(TAREFAS A REALIZAR)
- A) Segundo o texto sobre Caraça, em que período se assinala a participação dele no Núcleo de Trabalhadores Intelectuais do P.C.P.?
- B) Transcreva fielmente a passagem do texto sobre Caraça que começa nas palavras "Assinala-se a sua participação em" e termina após as palavras "MUNAF e do MUD.".

#### TEXTO FORNECIDO ####

Como dizia Caraça na "Cultura integral do indivíduo...":
-" O homem culto é aquele que tem consciência da sua posição no Cosmos e, em particular, na sociedade a que pertence"
E pouco antes, na mesma palestra:
"Precisamos, para não trair a nossa missão, de nos forjarmos personalidades íntegras, de analisarmos o nosso tempo e de actuar como homens dele. Como homens que sabem distinguir o fundamental do acessório, que, na resolução de um problema, não se deixam perder no emaranhado dele, nem cegar pelas nuvens de fumo que os interessados pela sua não solução a todo o momento e infatigavelmente lançam".
Finalmente, outra linha de força do pensamento de B.J.C. é a preocupação constante com a dignidade do indivíduo.
Num tempo de repressão e de miséria como era o tempo de Caraça, de espezinhamento dos direitos humanos mais elementares, de Censura, de incultura, de negação da liberdade, soam como um desafio aos poderosos deste mundo as palavras de Caraça escritas na já citada conferência sobre "A Universidades Populares e a Cultura" ao definir quais os objectivos da formação mental:
" Deve, em primeiro lugar, dar a cada homem a consciência integral da sua dignidade".
Caraça era um homem simples, um homem bom, um homem generoso.
Dizem os que o conheceram pessoalmente que mantinha sempre uma postura benevolente e cordata, que gostava de falar com toda a gente e, em particular, com os jovens. Alguns dos seus antigos alunos, que tive ocasião de ouvir, referem que Caraça não só dava aulas com elevada mestria científica como conquistava os alunos pela sua afabilidade, a sua preocupação constante coma clareza da exposição, a sua capacidade para alentar os jovens a investigar, a descobrir as coisas por si próprios e agir como pessoas do seu tempo, intervindo civicamente.
Ele próprio, sempre aliou o pensamento à acção. Desde os 19 anos participou na direcção da Universidade Popular Portuguesa, quando ainda estudante universitário, escreveu artigos na imprensa universitária sobre temas matemáticos, interveio sobretudo no campo da divulgação do saber. Mas é no fim dos anos 20, quando é nomeado professor catedrático e assume a presidência da Universidade Popular que se intensifica a sua intervenção no plano político. Demonstrando uma grande coragem participa ao longo dos anos em organizações políticas clandestinas, legais ou semi-legais de luta contra o fascismo, contra a guerra, pela unidade democrática anti-salazarista.
Assinala-se a sua participação no Núcleo de Trabalhadores Intelectuais do P.C.P. já em 1931-32. Este núcleo teria, entre outras missões, a tarefa de criar um sindicato de trabalhadores intelectuais.
Assinala-se a sua participação em diversas organizações como a Frente Popular, o Socorro Vermelho, A Liga contra a Guerra e o Fascismo, na criação do MUNAF e do MUD.
Intelectual de formação marxista e influenciado pelos ideais da Revolução de Outubro, a sua militância política no P.C.P. não oferece dúvidas às pessoas minimamente informadas, quer pelos testemunhos directos daqueles que com ele trabalharam politicamente, quer pela análise da sua obra.

#### DADOS ####

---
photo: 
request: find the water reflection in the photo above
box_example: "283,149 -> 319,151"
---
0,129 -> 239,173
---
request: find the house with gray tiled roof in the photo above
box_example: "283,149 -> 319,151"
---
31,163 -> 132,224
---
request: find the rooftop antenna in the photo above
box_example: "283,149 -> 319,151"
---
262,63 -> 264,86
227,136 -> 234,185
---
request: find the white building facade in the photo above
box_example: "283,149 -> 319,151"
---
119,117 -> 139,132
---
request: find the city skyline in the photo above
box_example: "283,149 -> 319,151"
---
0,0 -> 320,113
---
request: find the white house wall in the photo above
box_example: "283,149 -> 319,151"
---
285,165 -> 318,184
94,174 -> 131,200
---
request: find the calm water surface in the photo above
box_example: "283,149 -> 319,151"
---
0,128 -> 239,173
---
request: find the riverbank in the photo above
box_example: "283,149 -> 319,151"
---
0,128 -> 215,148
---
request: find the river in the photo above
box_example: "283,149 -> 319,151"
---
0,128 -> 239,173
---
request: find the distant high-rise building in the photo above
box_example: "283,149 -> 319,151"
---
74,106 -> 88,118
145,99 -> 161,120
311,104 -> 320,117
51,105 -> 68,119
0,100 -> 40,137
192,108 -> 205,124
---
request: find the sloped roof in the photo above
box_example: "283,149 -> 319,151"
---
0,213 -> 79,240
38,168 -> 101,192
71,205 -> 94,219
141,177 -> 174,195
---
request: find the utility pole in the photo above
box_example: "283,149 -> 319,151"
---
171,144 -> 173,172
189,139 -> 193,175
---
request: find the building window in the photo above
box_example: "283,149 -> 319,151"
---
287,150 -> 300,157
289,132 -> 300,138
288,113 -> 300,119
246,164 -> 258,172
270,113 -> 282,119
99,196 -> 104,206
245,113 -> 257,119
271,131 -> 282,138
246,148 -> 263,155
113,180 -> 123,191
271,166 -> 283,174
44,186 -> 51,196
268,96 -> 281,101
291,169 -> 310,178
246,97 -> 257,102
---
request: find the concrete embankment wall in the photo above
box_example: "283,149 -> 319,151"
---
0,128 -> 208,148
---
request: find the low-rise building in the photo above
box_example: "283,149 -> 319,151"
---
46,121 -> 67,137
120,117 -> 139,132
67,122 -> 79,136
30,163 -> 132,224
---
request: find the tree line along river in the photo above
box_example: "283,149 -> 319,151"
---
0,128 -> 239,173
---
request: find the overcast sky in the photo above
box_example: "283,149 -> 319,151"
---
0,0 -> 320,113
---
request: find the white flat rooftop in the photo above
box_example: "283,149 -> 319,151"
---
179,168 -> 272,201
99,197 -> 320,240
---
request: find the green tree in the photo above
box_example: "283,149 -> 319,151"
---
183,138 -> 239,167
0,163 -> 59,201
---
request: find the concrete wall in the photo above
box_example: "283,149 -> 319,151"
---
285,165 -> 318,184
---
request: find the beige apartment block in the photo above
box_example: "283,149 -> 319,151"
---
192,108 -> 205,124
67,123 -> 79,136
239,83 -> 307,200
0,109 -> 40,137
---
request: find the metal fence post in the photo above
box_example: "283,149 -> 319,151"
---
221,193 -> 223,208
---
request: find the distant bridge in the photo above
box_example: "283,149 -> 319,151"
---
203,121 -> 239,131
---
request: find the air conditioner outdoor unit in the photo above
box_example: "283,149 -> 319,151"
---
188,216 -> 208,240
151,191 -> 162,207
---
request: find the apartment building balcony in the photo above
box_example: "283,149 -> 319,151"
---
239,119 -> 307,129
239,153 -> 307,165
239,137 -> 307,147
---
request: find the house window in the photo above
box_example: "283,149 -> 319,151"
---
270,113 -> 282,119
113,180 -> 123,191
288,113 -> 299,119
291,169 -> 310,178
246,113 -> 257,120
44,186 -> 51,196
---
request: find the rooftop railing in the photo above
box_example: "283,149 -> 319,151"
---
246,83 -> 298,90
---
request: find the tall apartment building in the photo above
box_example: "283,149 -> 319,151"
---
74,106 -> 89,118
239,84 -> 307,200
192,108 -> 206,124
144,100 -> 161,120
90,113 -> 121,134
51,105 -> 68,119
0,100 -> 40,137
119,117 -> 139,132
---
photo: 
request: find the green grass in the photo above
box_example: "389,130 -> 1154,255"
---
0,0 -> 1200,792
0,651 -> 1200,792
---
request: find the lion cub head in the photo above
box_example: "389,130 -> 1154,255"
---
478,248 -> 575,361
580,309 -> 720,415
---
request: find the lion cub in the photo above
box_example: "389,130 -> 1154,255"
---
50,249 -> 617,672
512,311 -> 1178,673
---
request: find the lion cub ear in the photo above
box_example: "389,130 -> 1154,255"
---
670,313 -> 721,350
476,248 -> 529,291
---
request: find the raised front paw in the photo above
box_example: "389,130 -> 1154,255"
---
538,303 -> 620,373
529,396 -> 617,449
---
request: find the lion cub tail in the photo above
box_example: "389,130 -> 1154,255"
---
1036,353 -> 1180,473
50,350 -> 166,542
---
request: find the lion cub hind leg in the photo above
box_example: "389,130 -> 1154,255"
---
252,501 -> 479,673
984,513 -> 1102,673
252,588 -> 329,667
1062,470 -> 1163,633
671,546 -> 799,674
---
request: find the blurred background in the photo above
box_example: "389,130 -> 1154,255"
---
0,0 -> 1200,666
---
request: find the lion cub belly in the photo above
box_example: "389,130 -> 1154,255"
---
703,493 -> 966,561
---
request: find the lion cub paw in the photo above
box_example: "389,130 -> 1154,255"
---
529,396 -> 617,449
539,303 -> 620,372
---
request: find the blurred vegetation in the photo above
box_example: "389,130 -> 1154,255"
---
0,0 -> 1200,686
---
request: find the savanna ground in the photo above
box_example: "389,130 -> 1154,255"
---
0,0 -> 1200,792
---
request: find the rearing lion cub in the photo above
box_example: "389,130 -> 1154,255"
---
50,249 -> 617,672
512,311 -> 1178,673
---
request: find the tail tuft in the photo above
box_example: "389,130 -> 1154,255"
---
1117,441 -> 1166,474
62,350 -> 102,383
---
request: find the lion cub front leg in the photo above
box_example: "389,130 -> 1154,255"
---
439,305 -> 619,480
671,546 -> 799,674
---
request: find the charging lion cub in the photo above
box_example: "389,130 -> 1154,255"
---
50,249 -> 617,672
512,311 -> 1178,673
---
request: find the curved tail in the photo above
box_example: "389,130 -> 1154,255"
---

####

(RESPOSTAS CORRETAS)
- A) Em 1931-32.

- B)
Assinala-se a sua participação em diversas organizações como a Frente Popular, o Socorro Vermelho, A Liga contra a Guerra e o Fascismo, na criação do MUNAF e do MUD.